■ CONSIGNE 1: D'après le texte fourni ci-dessous, pourquoi Macron doit-il impérativement satelliser le parti LR ? Répondez en une à trois phrases, s'il vous plaît.

Après les élections législatives, l’un et l’autre savent que la NUPES est en situation de deuxième tour à l’élection présidentielle. Premier problème : empêcher la NUPES de marquer des points de crédibilité d’ici là. Par comparaison, imagine-t-on ce qu’aurait signifié l’élection d’un RN à la tête de la Commission des finances ? Deuxième problème : dans ce contexte qui des deux l’emportera à droite ? Pour résumer, chacun doit à la fois unifier son camp et avancer sur celui de l’autre pour s’assurer une victoire stable. Le terrain d’expansion est le même : la droite LR.
Macron ne domine pas vraiment cet électorat traditionaliste. Il doit impérativement satelliser ce parti, autant pour avoir une majorité à l’Assemblée que pour dominer la prochaine présidentielle. Circonstance aggravante : Macron ne peut plus être candidat en 2027. N’oublions pas que son parti est une fédération sans aucune cohésion idéologique composée de traîtres à leur parti. Son bloc est promis à la volatilisation entre Édouard Philippe et François Bayrou. L’avenir du RN est à l’intersection de la décomposition du bloc macroniste et de la grande valse-hésitation des « Républicains ».

■ DONNÉES FOURNIES:

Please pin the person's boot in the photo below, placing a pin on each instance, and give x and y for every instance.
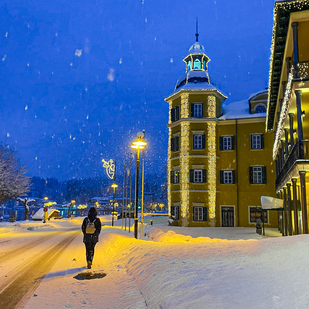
(89, 264)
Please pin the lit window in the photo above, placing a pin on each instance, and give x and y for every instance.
(197, 64)
(198, 141)
(256, 141)
(257, 175)
(176, 176)
(198, 176)
(198, 110)
(227, 142)
(198, 214)
(227, 177)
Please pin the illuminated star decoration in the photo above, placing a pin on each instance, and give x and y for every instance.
(110, 168)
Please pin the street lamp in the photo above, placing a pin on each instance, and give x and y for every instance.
(114, 186)
(45, 210)
(139, 144)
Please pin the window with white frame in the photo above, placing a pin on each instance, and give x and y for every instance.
(257, 141)
(197, 141)
(198, 176)
(227, 143)
(257, 174)
(197, 213)
(227, 176)
(198, 110)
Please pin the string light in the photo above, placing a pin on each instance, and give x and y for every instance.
(211, 142)
(110, 168)
(284, 113)
(169, 165)
(184, 105)
(184, 172)
(287, 6)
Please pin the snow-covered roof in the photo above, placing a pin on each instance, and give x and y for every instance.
(39, 215)
(238, 110)
(257, 93)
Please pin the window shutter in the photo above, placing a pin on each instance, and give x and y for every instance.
(191, 175)
(233, 142)
(221, 142)
(204, 213)
(264, 175)
(204, 175)
(177, 143)
(173, 114)
(262, 141)
(221, 176)
(177, 113)
(251, 174)
(172, 176)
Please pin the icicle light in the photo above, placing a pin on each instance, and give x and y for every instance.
(291, 5)
(286, 105)
(184, 173)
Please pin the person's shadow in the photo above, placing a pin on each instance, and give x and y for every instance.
(63, 273)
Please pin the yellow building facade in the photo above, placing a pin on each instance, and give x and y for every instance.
(288, 111)
(219, 157)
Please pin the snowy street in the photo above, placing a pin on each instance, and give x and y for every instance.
(168, 270)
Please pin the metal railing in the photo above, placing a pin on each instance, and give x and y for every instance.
(300, 151)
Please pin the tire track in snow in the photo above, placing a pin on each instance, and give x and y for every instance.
(19, 289)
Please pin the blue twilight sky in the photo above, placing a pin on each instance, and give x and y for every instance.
(79, 79)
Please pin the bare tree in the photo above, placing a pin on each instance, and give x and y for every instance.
(13, 182)
(25, 201)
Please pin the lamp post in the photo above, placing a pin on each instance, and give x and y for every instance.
(139, 144)
(114, 186)
(45, 210)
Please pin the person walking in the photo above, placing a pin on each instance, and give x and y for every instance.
(91, 228)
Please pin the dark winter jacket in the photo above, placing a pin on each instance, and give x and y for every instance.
(97, 223)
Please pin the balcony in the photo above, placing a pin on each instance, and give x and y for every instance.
(299, 152)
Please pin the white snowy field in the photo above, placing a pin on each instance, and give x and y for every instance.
(231, 268)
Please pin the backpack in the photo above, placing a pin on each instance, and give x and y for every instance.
(90, 228)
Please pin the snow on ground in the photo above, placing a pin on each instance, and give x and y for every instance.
(174, 268)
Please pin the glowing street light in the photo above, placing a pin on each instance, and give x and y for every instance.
(139, 144)
(114, 186)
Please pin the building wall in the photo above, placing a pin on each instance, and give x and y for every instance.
(239, 160)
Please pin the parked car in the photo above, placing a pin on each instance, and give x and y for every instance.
(127, 215)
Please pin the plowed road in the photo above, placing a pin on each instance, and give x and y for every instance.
(27, 264)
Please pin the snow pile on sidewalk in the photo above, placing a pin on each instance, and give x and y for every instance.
(177, 271)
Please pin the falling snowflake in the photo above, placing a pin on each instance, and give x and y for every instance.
(78, 52)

■ CONSIGNE 2: Comptez les lignes des rangées ci-dessus où figure le mot « white », puis donnez uniquement ce total.

■ RÉPONSE 1: Il doit satelliser ce parti autant pour avoir une majorité à l'Assemblée que pour dominer la prochaine élection présidentielle.

■ RÉPONSE 2: 2